__Record set__
=====

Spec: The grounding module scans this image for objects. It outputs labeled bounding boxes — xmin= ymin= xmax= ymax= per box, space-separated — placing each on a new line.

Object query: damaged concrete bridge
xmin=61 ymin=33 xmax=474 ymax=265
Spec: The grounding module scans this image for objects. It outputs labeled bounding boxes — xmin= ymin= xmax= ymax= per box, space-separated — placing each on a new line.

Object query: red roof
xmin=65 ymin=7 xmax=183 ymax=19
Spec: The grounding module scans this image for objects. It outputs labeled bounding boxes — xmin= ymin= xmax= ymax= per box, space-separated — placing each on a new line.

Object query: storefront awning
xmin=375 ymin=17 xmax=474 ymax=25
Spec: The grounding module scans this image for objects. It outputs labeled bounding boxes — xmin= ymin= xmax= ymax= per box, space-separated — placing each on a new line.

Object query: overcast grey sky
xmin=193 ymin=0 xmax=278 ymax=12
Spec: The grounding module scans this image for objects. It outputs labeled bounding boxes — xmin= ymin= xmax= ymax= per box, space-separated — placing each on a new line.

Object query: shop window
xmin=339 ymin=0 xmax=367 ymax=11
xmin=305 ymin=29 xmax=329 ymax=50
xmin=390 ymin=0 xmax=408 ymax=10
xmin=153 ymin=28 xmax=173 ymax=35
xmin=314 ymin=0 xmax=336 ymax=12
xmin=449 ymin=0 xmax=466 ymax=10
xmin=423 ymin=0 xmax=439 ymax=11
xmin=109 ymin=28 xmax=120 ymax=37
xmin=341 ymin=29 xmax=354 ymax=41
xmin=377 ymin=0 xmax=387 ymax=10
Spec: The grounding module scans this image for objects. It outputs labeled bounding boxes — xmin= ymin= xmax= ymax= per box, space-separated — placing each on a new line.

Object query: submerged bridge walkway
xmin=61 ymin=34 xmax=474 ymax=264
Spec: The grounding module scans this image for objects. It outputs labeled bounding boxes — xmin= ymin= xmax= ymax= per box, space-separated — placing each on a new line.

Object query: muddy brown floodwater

=====

__Prompt__
Copy the records above word for word.

__Complete output__
Spec: The grounding module scans this image for objects. It outputs labeled bounding boxes — xmin= ymin= xmax= ymax= per box, space-separated — placing each on a new line.

Object query: damaged concrete bridge
xmin=61 ymin=33 xmax=474 ymax=265
Spec: The grounding module scans this image for objects. It outputs labeled bounding boxes — xmin= ymin= xmax= ymax= per box, space-separated — placing each on a new line.

Object query: red roof
xmin=65 ymin=7 xmax=183 ymax=19
Spec: The grounding module scans this image for objects. It outputs labeled bounding boxes — xmin= ymin= xmax= ymax= per box, space-separated — placing each on a new line.

Object query: storefront awning
xmin=375 ymin=17 xmax=474 ymax=25
Spec: The grounding module scans this image for objects. It outputs labeled bounding boxes — xmin= ymin= xmax= ymax= per box, space-separated — placing each on a new line.

Object query: overcast grey sky
xmin=193 ymin=0 xmax=278 ymax=12
Spec: The grounding module scans this image for objects. It outputs labeled bounding boxes — xmin= ymin= xmax= ymax= per box, space-separated — placing each on a new line.

Object query: shop window
xmin=339 ymin=0 xmax=367 ymax=11
xmin=305 ymin=29 xmax=329 ymax=50
xmin=390 ymin=0 xmax=408 ymax=10
xmin=153 ymin=28 xmax=173 ymax=35
xmin=314 ymin=0 xmax=336 ymax=12
xmin=449 ymin=0 xmax=466 ymax=10
xmin=423 ymin=0 xmax=439 ymax=11
xmin=109 ymin=28 xmax=120 ymax=37
xmin=341 ymin=29 xmax=354 ymax=41
xmin=377 ymin=0 xmax=387 ymax=10
Spec: The grounding module scans this image for objects. It outputs labeled bounding boxes — xmin= ymin= xmax= ymax= per box, space-separated — placing each on a new line.

Object query: submerged bridge walkway
xmin=61 ymin=34 xmax=474 ymax=264
Spec: The grounding module scans this image for objects. It outputs labeled bounding boxes — xmin= ymin= xmax= ymax= per box, space-separated — placing each on a new line.

Object query: muddy brown floodwater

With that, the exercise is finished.